▶ Aim of the exercise:
In the data below, find the line containing "positive clicks: (174, 66)", then set down that line and every later line up to and including the line containing "15L181 0L164 4L165", exactly.

▶ The records:
------------------------

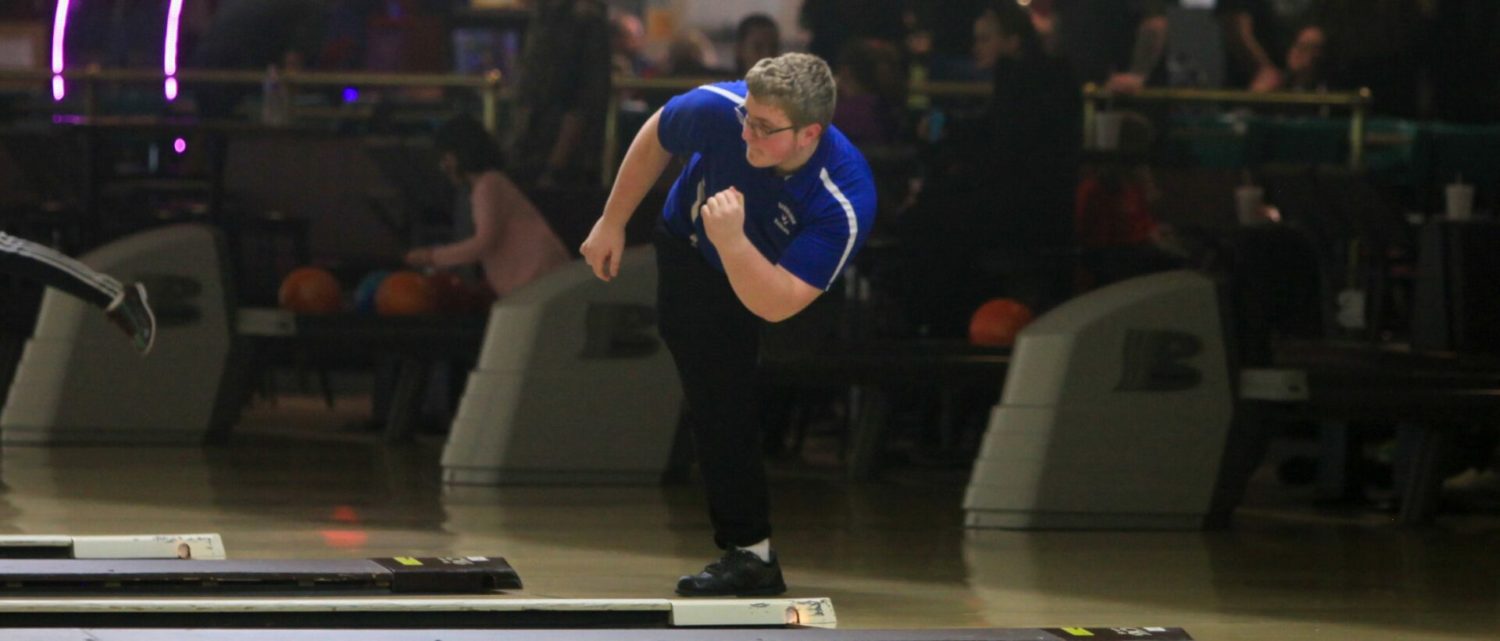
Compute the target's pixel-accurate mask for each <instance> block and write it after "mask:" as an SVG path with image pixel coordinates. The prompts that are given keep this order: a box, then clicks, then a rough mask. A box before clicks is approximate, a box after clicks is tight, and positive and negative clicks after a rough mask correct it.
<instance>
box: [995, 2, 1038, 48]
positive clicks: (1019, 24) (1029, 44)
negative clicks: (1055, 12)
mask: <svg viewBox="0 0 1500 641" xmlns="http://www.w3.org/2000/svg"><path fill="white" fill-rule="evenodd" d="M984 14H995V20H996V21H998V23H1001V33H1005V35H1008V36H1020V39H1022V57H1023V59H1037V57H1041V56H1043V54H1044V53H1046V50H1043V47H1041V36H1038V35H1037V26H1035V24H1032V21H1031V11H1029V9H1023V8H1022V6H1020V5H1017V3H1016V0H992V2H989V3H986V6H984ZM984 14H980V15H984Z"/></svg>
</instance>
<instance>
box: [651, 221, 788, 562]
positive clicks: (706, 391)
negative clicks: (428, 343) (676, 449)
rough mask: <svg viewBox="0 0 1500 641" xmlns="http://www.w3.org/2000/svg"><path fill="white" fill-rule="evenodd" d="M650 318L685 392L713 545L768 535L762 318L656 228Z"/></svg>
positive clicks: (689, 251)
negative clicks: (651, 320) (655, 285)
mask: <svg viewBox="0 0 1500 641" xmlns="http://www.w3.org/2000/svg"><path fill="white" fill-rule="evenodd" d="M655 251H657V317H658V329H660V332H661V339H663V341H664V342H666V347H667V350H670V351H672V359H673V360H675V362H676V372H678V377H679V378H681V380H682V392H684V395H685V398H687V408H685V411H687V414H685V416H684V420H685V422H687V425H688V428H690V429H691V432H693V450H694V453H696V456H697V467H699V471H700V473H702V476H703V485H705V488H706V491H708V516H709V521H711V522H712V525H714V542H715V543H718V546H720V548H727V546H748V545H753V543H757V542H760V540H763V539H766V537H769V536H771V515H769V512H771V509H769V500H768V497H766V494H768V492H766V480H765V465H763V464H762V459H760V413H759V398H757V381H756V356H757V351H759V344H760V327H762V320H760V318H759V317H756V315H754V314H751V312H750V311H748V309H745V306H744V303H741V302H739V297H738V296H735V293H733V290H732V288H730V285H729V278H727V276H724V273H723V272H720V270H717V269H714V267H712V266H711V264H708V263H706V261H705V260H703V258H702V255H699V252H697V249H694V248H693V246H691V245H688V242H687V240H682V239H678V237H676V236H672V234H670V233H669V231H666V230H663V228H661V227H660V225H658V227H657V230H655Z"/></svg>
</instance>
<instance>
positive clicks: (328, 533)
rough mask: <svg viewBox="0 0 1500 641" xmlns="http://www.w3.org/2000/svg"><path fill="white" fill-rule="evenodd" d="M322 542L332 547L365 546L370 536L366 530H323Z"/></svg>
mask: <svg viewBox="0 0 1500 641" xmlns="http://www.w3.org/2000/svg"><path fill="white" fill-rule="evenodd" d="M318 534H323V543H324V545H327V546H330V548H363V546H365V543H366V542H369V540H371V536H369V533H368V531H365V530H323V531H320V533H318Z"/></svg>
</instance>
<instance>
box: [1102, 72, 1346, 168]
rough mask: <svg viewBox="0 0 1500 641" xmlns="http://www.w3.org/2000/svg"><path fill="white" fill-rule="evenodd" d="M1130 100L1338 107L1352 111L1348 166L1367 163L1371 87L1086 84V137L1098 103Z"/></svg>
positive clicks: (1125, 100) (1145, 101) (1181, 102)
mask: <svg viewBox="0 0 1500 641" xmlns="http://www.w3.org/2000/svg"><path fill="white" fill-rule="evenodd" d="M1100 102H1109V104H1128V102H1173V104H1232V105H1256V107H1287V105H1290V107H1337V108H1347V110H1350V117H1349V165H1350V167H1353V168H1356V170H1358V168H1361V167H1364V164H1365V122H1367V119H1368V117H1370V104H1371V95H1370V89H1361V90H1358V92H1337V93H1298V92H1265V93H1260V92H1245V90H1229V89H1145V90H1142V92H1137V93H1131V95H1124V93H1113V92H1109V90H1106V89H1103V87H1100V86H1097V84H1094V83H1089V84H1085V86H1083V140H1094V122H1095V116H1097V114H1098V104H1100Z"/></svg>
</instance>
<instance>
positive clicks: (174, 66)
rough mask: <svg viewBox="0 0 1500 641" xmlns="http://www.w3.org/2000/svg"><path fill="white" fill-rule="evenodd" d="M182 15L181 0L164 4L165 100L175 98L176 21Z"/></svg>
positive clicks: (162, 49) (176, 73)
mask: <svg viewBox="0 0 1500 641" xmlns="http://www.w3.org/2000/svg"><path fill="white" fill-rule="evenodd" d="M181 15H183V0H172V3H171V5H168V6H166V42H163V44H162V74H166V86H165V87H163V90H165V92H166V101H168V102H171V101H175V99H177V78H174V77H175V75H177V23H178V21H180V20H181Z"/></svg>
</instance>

------------------------

▶ Exercise answer:
positive clicks: (174, 66)
rough mask: <svg viewBox="0 0 1500 641" xmlns="http://www.w3.org/2000/svg"><path fill="white" fill-rule="evenodd" d="M182 15L181 0L164 4L165 100L175 98L176 21Z"/></svg>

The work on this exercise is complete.